Given problem => Could you repeat the stretch of records from the line containing "Provide the outline of every instance of the sign" through the line containing "48 165 L 49", replacing "Logged" with "Recorded" and changing nothing else?
######
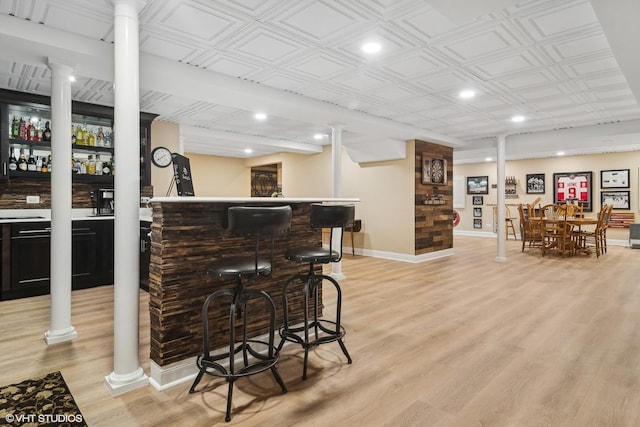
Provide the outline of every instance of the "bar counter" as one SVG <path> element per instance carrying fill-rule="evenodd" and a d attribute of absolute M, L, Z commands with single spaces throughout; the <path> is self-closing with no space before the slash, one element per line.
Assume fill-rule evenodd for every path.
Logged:
<path fill-rule="evenodd" d="M 230 237 L 226 230 L 227 208 L 230 206 L 282 206 L 292 208 L 291 232 L 276 237 L 274 265 L 269 277 L 248 282 L 248 286 L 268 292 L 276 304 L 278 325 L 282 323 L 282 285 L 299 266 L 284 259 L 289 245 L 317 244 L 322 241 L 320 230 L 309 226 L 312 203 L 354 203 L 351 198 L 287 198 L 287 197 L 157 197 L 152 208 L 151 262 L 149 265 L 149 312 L 151 321 L 152 383 L 163 388 L 168 382 L 185 380 L 186 370 L 197 372 L 191 361 L 202 352 L 201 309 L 207 295 L 234 286 L 233 281 L 206 275 L 208 263 L 216 257 L 252 253 L 250 239 Z M 266 246 L 264 246 L 266 247 Z M 304 267 L 302 267 L 304 270 Z M 321 268 L 319 266 L 318 268 Z M 290 306 L 300 307 L 300 301 Z M 300 302 L 300 304 L 296 304 Z M 226 303 L 226 302 L 225 302 Z M 213 315 L 220 324 L 211 330 L 214 347 L 227 345 L 228 304 L 215 307 Z M 210 309 L 211 314 L 211 309 Z M 267 318 L 252 312 L 248 329 L 253 336 L 266 331 Z M 256 316 L 257 315 L 257 316 Z M 302 311 L 292 311 L 290 317 L 302 319 Z M 238 322 L 241 323 L 241 322 Z M 188 362 L 187 362 L 188 361 Z M 181 365 L 182 374 L 162 378 L 163 372 Z M 187 363 L 185 365 L 185 363 Z M 155 366 L 154 366 L 155 365 Z M 156 372 L 154 372 L 156 371 Z M 160 371 L 158 373 L 157 371 Z M 179 377 L 179 378 L 176 378 Z"/>

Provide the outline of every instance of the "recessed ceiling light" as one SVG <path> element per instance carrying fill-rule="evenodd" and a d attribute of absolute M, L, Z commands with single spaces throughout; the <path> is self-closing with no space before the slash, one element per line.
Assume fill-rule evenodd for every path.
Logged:
<path fill-rule="evenodd" d="M 364 53 L 378 53 L 382 49 L 382 45 L 378 42 L 368 42 L 362 45 Z"/>
<path fill-rule="evenodd" d="M 465 89 L 461 91 L 458 96 L 462 99 L 470 99 L 476 96 L 476 91 L 472 89 Z"/>

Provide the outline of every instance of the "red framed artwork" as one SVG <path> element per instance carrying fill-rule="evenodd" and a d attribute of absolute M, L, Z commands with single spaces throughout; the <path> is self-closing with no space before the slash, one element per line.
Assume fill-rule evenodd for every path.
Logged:
<path fill-rule="evenodd" d="M 592 172 L 562 172 L 553 174 L 554 203 L 575 203 L 592 212 Z"/>

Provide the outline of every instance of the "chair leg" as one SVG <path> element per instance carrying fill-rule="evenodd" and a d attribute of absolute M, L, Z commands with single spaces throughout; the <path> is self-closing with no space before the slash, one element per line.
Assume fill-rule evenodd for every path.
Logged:
<path fill-rule="evenodd" d="M 280 330 L 281 341 L 278 345 L 278 351 L 280 351 L 285 341 L 295 342 L 302 346 L 304 350 L 304 360 L 302 366 L 302 379 L 307 379 L 307 367 L 309 361 L 309 350 L 320 344 L 329 343 L 332 341 L 338 341 L 342 352 L 347 358 L 348 363 L 352 363 L 351 356 L 347 351 L 347 348 L 342 340 L 345 334 L 344 328 L 341 325 L 341 311 L 342 311 L 342 291 L 338 282 L 325 275 L 315 274 L 313 271 L 313 265 L 309 267 L 309 273 L 306 276 L 296 275 L 289 279 L 283 287 L 283 313 L 284 313 L 284 326 Z M 288 313 L 288 301 L 287 290 L 291 283 L 296 279 L 303 282 L 302 286 L 302 326 L 299 328 L 291 328 L 289 325 L 289 313 Z M 336 317 L 335 322 L 328 319 L 322 319 L 319 317 L 319 302 L 318 302 L 318 290 L 323 280 L 329 281 L 336 289 Z M 324 292 L 323 292 L 324 294 Z M 313 298 L 313 307 L 311 307 L 312 313 L 309 313 L 310 298 Z M 333 329 L 327 324 L 333 325 Z M 296 334 L 302 333 L 302 336 Z M 324 333 L 324 335 L 320 335 Z"/>

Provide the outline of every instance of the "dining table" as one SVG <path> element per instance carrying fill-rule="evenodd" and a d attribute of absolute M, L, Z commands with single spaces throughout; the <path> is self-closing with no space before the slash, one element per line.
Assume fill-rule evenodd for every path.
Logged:
<path fill-rule="evenodd" d="M 532 221 L 534 226 L 537 225 L 537 229 L 540 229 L 542 227 L 542 221 L 543 220 L 547 224 L 560 224 L 560 223 L 563 223 L 563 222 L 566 221 L 568 224 L 570 224 L 572 227 L 574 227 L 573 233 L 575 235 L 579 235 L 579 233 L 582 231 L 582 227 L 583 226 L 597 225 L 598 224 L 598 218 L 595 218 L 595 217 L 570 217 L 570 216 L 567 216 L 565 218 L 564 216 L 557 216 L 557 217 L 547 218 L 547 217 L 535 217 L 534 216 L 534 217 L 530 217 L 529 220 Z M 576 248 L 576 252 L 582 252 L 584 254 L 591 255 L 591 249 L 588 248 L 586 245 L 584 245 L 584 240 L 582 240 L 582 244 Z"/>

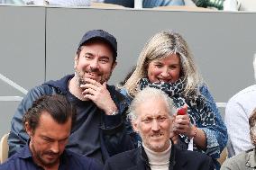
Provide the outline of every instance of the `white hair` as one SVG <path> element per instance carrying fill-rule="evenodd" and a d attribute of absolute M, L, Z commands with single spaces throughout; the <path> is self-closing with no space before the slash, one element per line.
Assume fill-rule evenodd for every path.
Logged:
<path fill-rule="evenodd" d="M 128 110 L 128 119 L 130 119 L 132 121 L 135 121 L 138 115 L 136 112 L 137 106 L 150 100 L 164 101 L 166 103 L 169 114 L 171 116 L 177 112 L 172 99 L 169 98 L 163 91 L 152 87 L 146 87 L 140 91 L 133 100 Z"/>

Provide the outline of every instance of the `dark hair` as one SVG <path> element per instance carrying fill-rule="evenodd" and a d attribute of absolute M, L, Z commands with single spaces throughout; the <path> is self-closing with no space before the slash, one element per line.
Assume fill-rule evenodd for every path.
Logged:
<path fill-rule="evenodd" d="M 23 118 L 23 126 L 25 127 L 25 122 L 28 122 L 30 128 L 35 130 L 43 112 L 47 112 L 59 124 L 66 123 L 71 118 L 73 127 L 77 119 L 75 107 L 64 95 L 42 95 L 34 101 L 32 107 L 25 112 Z"/>

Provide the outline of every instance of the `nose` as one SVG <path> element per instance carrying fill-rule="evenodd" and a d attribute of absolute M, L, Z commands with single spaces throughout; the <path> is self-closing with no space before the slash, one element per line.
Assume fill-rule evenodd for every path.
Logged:
<path fill-rule="evenodd" d="M 59 143 L 58 141 L 53 142 L 52 145 L 50 146 L 50 150 L 55 154 L 59 154 Z"/>
<path fill-rule="evenodd" d="M 97 59 L 93 59 L 90 63 L 90 68 L 92 71 L 96 70 L 98 68 Z"/>
<path fill-rule="evenodd" d="M 161 76 L 164 77 L 164 78 L 167 78 L 167 77 L 169 76 L 169 68 L 168 67 L 163 68 L 163 70 L 161 72 Z"/>
<path fill-rule="evenodd" d="M 156 119 L 154 119 L 152 121 L 151 130 L 154 130 L 154 131 L 158 131 L 160 130 L 160 125 L 159 125 L 159 122 Z"/>

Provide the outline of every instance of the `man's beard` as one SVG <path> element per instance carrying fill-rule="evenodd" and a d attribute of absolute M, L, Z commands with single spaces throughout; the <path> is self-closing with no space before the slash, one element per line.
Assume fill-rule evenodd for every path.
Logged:
<path fill-rule="evenodd" d="M 78 85 L 80 86 L 81 85 L 86 85 L 87 82 L 85 80 L 85 74 L 89 74 L 89 73 L 95 73 L 100 76 L 101 79 L 97 82 L 99 82 L 100 84 L 103 84 L 104 82 L 107 82 L 112 75 L 112 72 L 110 72 L 109 75 L 105 75 L 103 76 L 103 74 L 99 73 L 99 71 L 97 69 L 92 70 L 90 69 L 89 71 L 79 71 L 77 67 L 75 68 L 75 77 L 77 79 L 77 83 Z"/>

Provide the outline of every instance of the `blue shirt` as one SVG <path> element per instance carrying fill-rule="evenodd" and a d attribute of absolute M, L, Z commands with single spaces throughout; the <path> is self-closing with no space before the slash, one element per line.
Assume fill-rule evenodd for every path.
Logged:
<path fill-rule="evenodd" d="M 59 170 L 102 170 L 103 166 L 93 158 L 64 150 L 59 159 Z M 19 152 L 0 165 L 0 170 L 42 170 L 32 157 L 29 146 L 26 145 Z"/>

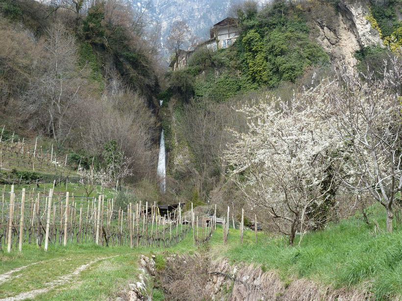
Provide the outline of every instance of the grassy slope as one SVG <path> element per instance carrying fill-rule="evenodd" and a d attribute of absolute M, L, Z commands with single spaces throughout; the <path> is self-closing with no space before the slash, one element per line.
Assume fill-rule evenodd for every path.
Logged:
<path fill-rule="evenodd" d="M 385 226 L 385 210 L 375 207 L 376 220 Z M 402 295 L 402 227 L 395 225 L 392 234 L 378 233 L 354 217 L 325 230 L 308 234 L 301 246 L 285 246 L 283 238 L 245 232 L 246 242 L 239 243 L 239 231 L 230 230 L 229 242 L 223 249 L 218 231 L 212 240 L 212 252 L 233 262 L 246 262 L 275 270 L 285 280 L 305 278 L 334 287 L 364 285 L 377 300 Z M 295 244 L 298 243 L 296 241 Z"/>
<path fill-rule="evenodd" d="M 385 227 L 382 208 L 375 207 L 376 221 Z M 306 235 L 300 247 L 285 246 L 285 240 L 258 232 L 245 232 L 244 243 L 239 242 L 239 231 L 230 229 L 228 243 L 222 244 L 222 228 L 218 226 L 210 242 L 217 256 L 232 262 L 263 265 L 276 270 L 284 279 L 306 278 L 334 287 L 368 285 L 378 300 L 402 294 L 402 229 L 392 234 L 378 233 L 354 217 L 328 226 L 325 230 Z M 296 241 L 296 243 L 297 243 Z M 41 261 L 15 273 L 21 277 L 0 283 L 0 298 L 43 287 L 45 283 L 72 272 L 94 258 L 118 255 L 100 260 L 82 271 L 71 282 L 40 295 L 37 300 L 94 300 L 115 298 L 125 285 L 135 279 L 137 263 L 141 254 L 159 254 L 166 249 L 127 247 L 104 248 L 92 244 L 70 244 L 67 248 L 51 245 L 46 253 L 33 245 L 24 245 L 24 252 L 0 255 L 0 274 L 18 267 Z M 202 249 L 203 252 L 205 251 Z M 191 232 L 170 252 L 192 253 Z M 55 260 L 59 260 L 55 263 Z"/>

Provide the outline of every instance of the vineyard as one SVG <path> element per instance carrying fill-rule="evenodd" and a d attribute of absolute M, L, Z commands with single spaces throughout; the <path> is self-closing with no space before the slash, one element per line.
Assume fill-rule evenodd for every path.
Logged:
<path fill-rule="evenodd" d="M 49 244 L 93 242 L 105 247 L 128 245 L 167 248 L 178 243 L 193 228 L 194 244 L 208 240 L 216 218 L 182 214 L 181 207 L 162 216 L 156 203 L 130 203 L 117 208 L 114 199 L 37 193 L 3 189 L 1 202 L 0 248 L 22 251 L 23 243 L 47 250 Z M 43 245 L 44 244 L 44 245 Z"/>
<path fill-rule="evenodd" d="M 14 135 L 4 139 L 0 134 L 0 182 L 24 184 L 79 182 L 77 172 L 67 166 L 68 154 L 56 153 L 53 144 L 44 148 L 37 138 L 26 143 Z M 79 170 L 79 168 L 78 168 Z"/>

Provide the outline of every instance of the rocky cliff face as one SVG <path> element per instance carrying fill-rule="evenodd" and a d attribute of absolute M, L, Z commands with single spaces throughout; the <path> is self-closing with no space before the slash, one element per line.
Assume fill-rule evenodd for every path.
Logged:
<path fill-rule="evenodd" d="M 356 51 L 376 45 L 383 46 L 378 32 L 367 20 L 369 13 L 365 0 L 341 1 L 336 9 L 327 4 L 305 9 L 311 38 L 334 63 L 347 66 L 355 65 Z"/>
<path fill-rule="evenodd" d="M 196 267 L 196 268 L 194 268 Z M 190 276 L 189 276 L 190 275 Z M 261 266 L 231 265 L 225 258 L 210 260 L 195 255 L 174 255 L 165 271 L 156 274 L 167 293 L 166 300 L 219 301 L 363 301 L 366 291 L 336 290 L 305 279 L 279 278 Z M 184 284 L 185 283 L 185 285 Z"/>

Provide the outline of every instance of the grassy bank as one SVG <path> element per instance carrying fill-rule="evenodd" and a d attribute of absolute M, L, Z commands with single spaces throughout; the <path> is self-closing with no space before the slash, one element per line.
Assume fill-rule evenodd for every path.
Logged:
<path fill-rule="evenodd" d="M 325 230 L 305 235 L 300 246 L 285 245 L 285 238 L 245 232 L 240 245 L 239 231 L 230 230 L 228 245 L 223 250 L 220 229 L 215 233 L 212 251 L 232 262 L 262 265 L 275 270 L 285 281 L 295 276 L 334 288 L 364 286 L 377 300 L 394 300 L 402 295 L 402 229 L 394 224 L 392 233 L 384 232 L 385 211 L 374 208 L 369 226 L 352 217 Z M 300 239 L 300 237 L 298 238 Z M 297 246 L 298 241 L 296 241 Z"/>

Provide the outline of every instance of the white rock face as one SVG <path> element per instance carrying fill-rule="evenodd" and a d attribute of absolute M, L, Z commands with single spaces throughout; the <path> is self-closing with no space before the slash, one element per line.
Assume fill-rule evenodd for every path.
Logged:
<path fill-rule="evenodd" d="M 366 18 L 368 14 L 367 1 L 345 1 L 339 4 L 337 14 L 327 8 L 321 15 L 312 11 L 308 23 L 313 29 L 313 38 L 334 63 L 352 66 L 356 51 L 376 45 L 384 46 L 378 32 Z"/>

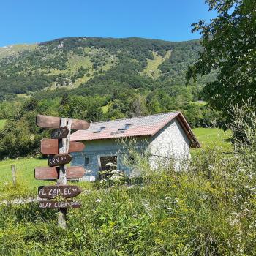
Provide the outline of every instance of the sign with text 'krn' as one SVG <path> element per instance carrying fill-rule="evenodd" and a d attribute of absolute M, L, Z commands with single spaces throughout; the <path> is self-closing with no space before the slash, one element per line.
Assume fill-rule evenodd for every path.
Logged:
<path fill-rule="evenodd" d="M 38 188 L 38 196 L 40 198 L 48 199 L 53 199 L 59 195 L 63 198 L 71 198 L 76 197 L 81 192 L 78 186 L 40 186 Z"/>
<path fill-rule="evenodd" d="M 48 165 L 49 166 L 58 166 L 61 165 L 65 165 L 70 162 L 72 157 L 69 154 L 58 154 L 54 156 L 48 157 Z"/>

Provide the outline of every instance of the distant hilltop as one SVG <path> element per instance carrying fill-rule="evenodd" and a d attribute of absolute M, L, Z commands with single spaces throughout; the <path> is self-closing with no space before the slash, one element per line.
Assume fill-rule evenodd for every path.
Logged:
<path fill-rule="evenodd" d="M 184 85 L 200 40 L 65 37 L 0 48 L 0 99 L 4 95 L 78 90 L 86 94 L 154 83 Z M 204 81 L 199 80 L 199 83 Z"/>

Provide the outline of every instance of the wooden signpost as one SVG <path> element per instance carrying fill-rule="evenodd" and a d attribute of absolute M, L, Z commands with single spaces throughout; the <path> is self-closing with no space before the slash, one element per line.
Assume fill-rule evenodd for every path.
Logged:
<path fill-rule="evenodd" d="M 67 153 L 62 153 L 48 157 L 49 166 L 58 166 L 70 162 L 72 157 Z"/>
<path fill-rule="evenodd" d="M 85 173 L 82 166 L 68 166 L 66 169 L 67 179 L 82 178 Z M 37 167 L 34 169 L 34 178 L 38 180 L 59 179 L 59 167 Z"/>
<path fill-rule="evenodd" d="M 69 132 L 69 130 L 67 127 L 60 127 L 51 132 L 50 138 L 52 139 L 62 139 L 63 138 L 66 138 Z"/>
<path fill-rule="evenodd" d="M 82 190 L 78 186 L 59 185 L 59 186 L 40 186 L 38 188 L 38 196 L 40 198 L 53 199 L 59 195 L 63 198 L 75 197 Z"/>
<path fill-rule="evenodd" d="M 42 154 L 59 154 L 59 140 L 42 139 L 40 151 Z M 83 151 L 85 145 L 81 142 L 71 141 L 68 153 Z"/>
<path fill-rule="evenodd" d="M 41 209 L 67 209 L 69 208 L 78 208 L 81 207 L 79 202 L 77 201 L 42 201 L 39 204 Z"/>
<path fill-rule="evenodd" d="M 78 178 L 83 176 L 85 170 L 81 166 L 66 167 L 72 157 L 68 153 L 82 151 L 82 143 L 70 142 L 70 131 L 86 129 L 89 124 L 83 120 L 39 115 L 37 125 L 45 128 L 56 128 L 51 132 L 51 139 L 41 140 L 41 153 L 48 156 L 48 167 L 36 167 L 34 176 L 40 180 L 57 180 L 56 186 L 41 186 L 38 188 L 38 196 L 41 198 L 71 198 L 79 195 L 82 190 L 77 186 L 67 185 L 67 179 Z M 57 208 L 58 225 L 67 227 L 67 209 L 78 208 L 81 206 L 73 200 L 40 201 L 39 208 Z"/>

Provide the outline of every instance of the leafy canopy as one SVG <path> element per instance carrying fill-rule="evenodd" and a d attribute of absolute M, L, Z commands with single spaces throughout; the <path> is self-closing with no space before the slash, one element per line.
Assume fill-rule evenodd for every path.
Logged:
<path fill-rule="evenodd" d="M 207 0 L 217 17 L 210 23 L 192 24 L 202 34 L 204 50 L 187 72 L 196 80 L 218 71 L 215 81 L 208 83 L 204 94 L 213 106 L 227 113 L 231 105 L 242 105 L 252 99 L 256 103 L 256 1 Z"/>

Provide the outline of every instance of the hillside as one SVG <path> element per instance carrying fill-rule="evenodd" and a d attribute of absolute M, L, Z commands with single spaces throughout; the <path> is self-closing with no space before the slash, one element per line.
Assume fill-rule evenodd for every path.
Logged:
<path fill-rule="evenodd" d="M 94 95 L 184 85 L 200 50 L 199 40 L 96 37 L 0 48 L 0 99 L 59 89 Z"/>

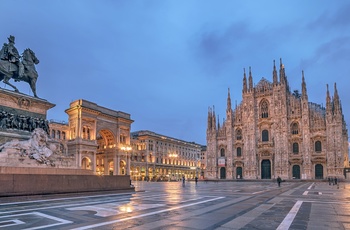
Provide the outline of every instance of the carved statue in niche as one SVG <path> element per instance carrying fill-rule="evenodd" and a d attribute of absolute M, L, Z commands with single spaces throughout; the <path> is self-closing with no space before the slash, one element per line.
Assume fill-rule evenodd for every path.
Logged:
<path fill-rule="evenodd" d="M 48 135 L 41 129 L 33 131 L 31 138 L 25 141 L 13 140 L 0 145 L 0 157 L 7 157 L 8 154 L 15 153 L 21 157 L 35 159 L 40 164 L 55 166 L 50 156 L 57 150 L 54 144 L 48 144 Z"/>

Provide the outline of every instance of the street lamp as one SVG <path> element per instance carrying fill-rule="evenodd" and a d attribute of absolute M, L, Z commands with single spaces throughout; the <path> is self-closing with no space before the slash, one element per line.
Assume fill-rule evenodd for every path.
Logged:
<path fill-rule="evenodd" d="M 168 157 L 173 159 L 173 171 L 172 171 L 172 174 L 173 174 L 173 177 L 175 177 L 175 159 L 178 157 L 178 155 L 176 153 L 170 153 L 168 154 Z M 170 178 L 169 178 L 170 180 Z"/>

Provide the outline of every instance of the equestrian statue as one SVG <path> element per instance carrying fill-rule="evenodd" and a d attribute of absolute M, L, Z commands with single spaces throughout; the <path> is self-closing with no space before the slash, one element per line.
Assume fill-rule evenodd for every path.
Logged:
<path fill-rule="evenodd" d="M 0 51 L 0 81 L 11 86 L 16 92 L 19 92 L 17 87 L 9 80 L 12 78 L 14 81 L 25 81 L 29 83 L 34 97 L 38 97 L 36 95 L 38 73 L 35 65 L 39 64 L 39 60 L 29 48 L 24 50 L 22 56 L 19 55 L 15 47 L 15 37 L 11 35 L 7 39 L 8 43 L 4 43 Z"/>

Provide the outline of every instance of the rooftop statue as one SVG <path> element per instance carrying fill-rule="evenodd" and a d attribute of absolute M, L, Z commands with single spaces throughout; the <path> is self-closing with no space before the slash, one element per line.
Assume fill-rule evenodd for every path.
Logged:
<path fill-rule="evenodd" d="M 18 154 L 21 157 L 35 159 L 40 164 L 55 166 L 50 160 L 50 156 L 56 151 L 56 146 L 48 144 L 48 135 L 41 129 L 36 128 L 29 140 L 13 140 L 0 145 L 0 158 L 7 157 L 8 154 Z"/>
<path fill-rule="evenodd" d="M 19 55 L 15 47 L 15 37 L 11 35 L 7 39 L 8 43 L 4 43 L 0 50 L 0 81 L 11 86 L 16 92 L 19 92 L 17 87 L 9 82 L 11 78 L 15 81 L 28 82 L 34 97 L 38 97 L 36 94 L 38 73 L 35 65 L 39 64 L 39 60 L 29 48 L 24 50 L 22 56 Z"/>

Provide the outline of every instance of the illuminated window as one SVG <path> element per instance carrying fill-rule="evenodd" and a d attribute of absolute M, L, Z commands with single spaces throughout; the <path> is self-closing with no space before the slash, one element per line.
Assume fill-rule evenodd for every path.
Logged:
<path fill-rule="evenodd" d="M 237 148 L 237 157 L 241 157 L 242 156 L 242 148 L 238 147 Z"/>
<path fill-rule="evenodd" d="M 268 118 L 269 117 L 269 104 L 267 103 L 266 100 L 261 102 L 260 110 L 261 110 L 261 118 Z"/>
<path fill-rule="evenodd" d="M 242 130 L 241 129 L 236 130 L 236 140 L 242 140 Z"/>
<path fill-rule="evenodd" d="M 298 123 L 292 124 L 292 134 L 298 134 L 299 133 L 299 125 Z"/>
<path fill-rule="evenodd" d="M 220 156 L 224 157 L 225 156 L 225 149 L 220 150 Z"/>
<path fill-rule="evenodd" d="M 262 131 L 261 141 L 269 141 L 269 131 L 267 131 L 267 130 Z"/>
<path fill-rule="evenodd" d="M 298 154 L 299 153 L 299 144 L 293 143 L 293 153 Z"/>
<path fill-rule="evenodd" d="M 315 152 L 322 152 L 322 144 L 321 141 L 315 142 Z"/>

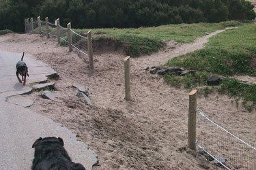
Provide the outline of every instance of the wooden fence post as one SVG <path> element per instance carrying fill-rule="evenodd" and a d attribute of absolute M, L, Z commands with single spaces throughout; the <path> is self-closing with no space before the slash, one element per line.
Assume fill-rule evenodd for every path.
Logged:
<path fill-rule="evenodd" d="M 87 32 L 87 48 L 88 48 L 89 62 L 90 69 L 94 69 L 94 58 L 93 58 L 93 54 L 92 54 L 91 30 Z"/>
<path fill-rule="evenodd" d="M 124 58 L 124 79 L 126 89 L 126 100 L 130 101 L 130 56 Z"/>
<path fill-rule="evenodd" d="M 58 39 L 58 44 L 59 44 L 61 43 L 61 39 L 59 37 L 60 36 L 59 35 L 59 18 L 57 18 L 56 21 L 57 21 L 57 37 Z"/>
<path fill-rule="evenodd" d="M 40 20 L 40 16 L 38 17 L 38 22 L 39 31 L 40 31 L 40 33 L 41 33 L 41 31 L 42 31 L 42 27 L 41 27 L 41 20 Z"/>
<path fill-rule="evenodd" d="M 29 32 L 30 32 L 30 24 L 29 24 L 29 18 L 27 18 L 27 33 L 29 33 Z"/>
<path fill-rule="evenodd" d="M 27 33 L 27 18 L 24 20 L 24 26 L 25 26 L 25 33 Z"/>
<path fill-rule="evenodd" d="M 48 21 L 48 17 L 45 18 L 45 24 L 46 26 L 46 34 L 47 34 L 47 38 L 50 37 L 49 35 L 49 24 Z"/>
<path fill-rule="evenodd" d="M 31 18 L 30 19 L 30 22 L 31 22 L 31 31 L 32 31 L 32 33 L 33 33 L 33 18 Z"/>
<path fill-rule="evenodd" d="M 197 90 L 189 93 L 188 107 L 188 148 L 196 150 Z"/>
<path fill-rule="evenodd" d="M 70 52 L 72 50 L 72 35 L 71 35 L 71 23 L 69 22 L 67 24 L 68 27 L 68 46 L 70 48 Z"/>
######
Exercise result =>
Provide the outline of every instance of the sign with text 'krn' as one SVG <path> element per instance carrying fill-rule="evenodd" and a d attribute of absolute M, L, Z commands with single spaces throughout; the <path> is self-closing with no space before the slash, one element per line.
Assume fill-rule evenodd for every path.
Recorded:
<path fill-rule="evenodd" d="M 38 188 L 38 196 L 40 198 L 48 199 L 53 199 L 59 195 L 63 198 L 71 198 L 76 197 L 81 192 L 78 186 L 40 186 Z"/>
<path fill-rule="evenodd" d="M 48 165 L 49 166 L 58 166 L 61 165 L 65 165 L 70 162 L 72 157 L 69 154 L 58 154 L 54 156 L 48 157 Z"/>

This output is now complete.